Replaying FlowFiles in Napita empowers users to inspect, troubleshoot, and validate data processing within their workflows. Whether it's verifying the correctness of data transformations or testing configuration changes, the ability to replay FlowFiles provides users with a powerful tool for ensuring the reliability and efficiency of their dataflow.

Step-by-Step Usage Instructions:

Access FlowFile Details:

Right-click on the desired processor within Napita
Select the View Details option from the context menu.

Navigate to Content Tab:

In the View Details dialog window, navigate to the Content tab.

Replay FlowFile:

Review information about the FlowFile's content, such as its location and size.
Click the Submit button to replay the FlowFile at its current point in the flow.
Optionally, click the Download button to download a copy of the FlowFile's content.

Replay Last Event from Processor:

Right-click on the desired Processor within Napita
Select the Replay last event option from the context menu.
Choose whether to replay the last event from just the Primary Node or from all nodes.

Last updated 14 days ago

Troubleshooting

Data Export Errors

This document outlines the Standard Operating Procedure (SOP) for diagnosing and resolving issues where the data exported from HotWax Commerce does not match the required data specifications.

HotWax Commerce uses Napita to transform and export data. If the SQL query in NiFi (Napita) is incorrect, it can result in exporting data that does not meet the client's requirements. This SOP will guide you through the steps to identify and rectify such issues.

Steps to Diagnose and Resolve Data Export Discrepancies

Verify the Discrepancy

Access the Exported Data:
- Navigate to the location where the exported data is stored (e.g., SFTP location).
- Download and review the exported data file.
Compare with Required Data:
- Obtain the data requirements from the client.
- Compare the exported data against the required data specifications to identify discrepancies.

Initial Checks

Check the Last Sync:
- Verify the last sync time to ensure that the latest data has been exported.
Review Recent Changes:
- Check for any recent changes in the data requirements or the Napita setup.

Navigate to Napita Instance

Access NiFi:
- Log in to Napita Instance
Locate the Relevant Process Groups:
- Identify the parent process groups related to the data export.
- Drill down to the relevant root process groups where the data transformation occurs.

Diagnose the SQL Query

Stop the Processors:
- Right-click on the Napita canvas.
- Stop the processors to prevent further data export during troubleshooting.
Access Parameters:
- Select the parameters option to open a new module with all existing parameters of the group.
Search for the SQL Query:
- Look for the parameter named source.sql.query.
Review and Modify the SQL Query:
- Study the current SQL query to understand its logic.
- Modify the SQL query as per the client’s data requirements.

[Phrase grounding data]
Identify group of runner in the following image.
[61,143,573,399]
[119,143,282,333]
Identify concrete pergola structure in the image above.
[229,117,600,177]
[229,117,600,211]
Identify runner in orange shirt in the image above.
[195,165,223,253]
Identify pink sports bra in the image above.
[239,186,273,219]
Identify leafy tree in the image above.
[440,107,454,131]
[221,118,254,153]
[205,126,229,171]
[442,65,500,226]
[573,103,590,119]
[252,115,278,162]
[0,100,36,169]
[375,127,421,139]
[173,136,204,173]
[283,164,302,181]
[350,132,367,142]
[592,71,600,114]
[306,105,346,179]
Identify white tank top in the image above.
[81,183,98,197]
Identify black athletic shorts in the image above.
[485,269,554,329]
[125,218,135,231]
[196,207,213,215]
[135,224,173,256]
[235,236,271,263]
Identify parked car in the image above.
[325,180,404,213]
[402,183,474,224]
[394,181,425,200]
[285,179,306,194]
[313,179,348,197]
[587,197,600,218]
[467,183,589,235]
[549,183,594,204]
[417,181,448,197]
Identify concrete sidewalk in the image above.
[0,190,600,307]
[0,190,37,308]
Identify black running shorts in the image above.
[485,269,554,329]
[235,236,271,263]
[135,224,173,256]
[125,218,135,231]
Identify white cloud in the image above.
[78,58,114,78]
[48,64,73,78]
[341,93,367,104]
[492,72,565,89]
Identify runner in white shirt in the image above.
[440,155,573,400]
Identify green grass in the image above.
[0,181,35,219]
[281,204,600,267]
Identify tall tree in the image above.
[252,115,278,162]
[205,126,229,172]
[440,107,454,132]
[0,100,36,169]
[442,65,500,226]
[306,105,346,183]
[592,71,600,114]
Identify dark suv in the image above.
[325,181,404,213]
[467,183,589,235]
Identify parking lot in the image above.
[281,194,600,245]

**Try it:** Revise the stretch of the FlowFile replay guide from "Review information about" through "event option from the context menu." so that "Replay" appears in place of "Submit". You will not need the data to complete this exercise.

**Reply:**
Review information about the FlowFile's content, such as its location and size.
Click the Replay button to replay the FlowFile at its current point in the flow.
Optionally, click the Download button to download a copy of the FlowFile's content.

Replay Last Event from Processor:

Right-click on the desired Processor within Napita
Select the Replay last event option from the context menu.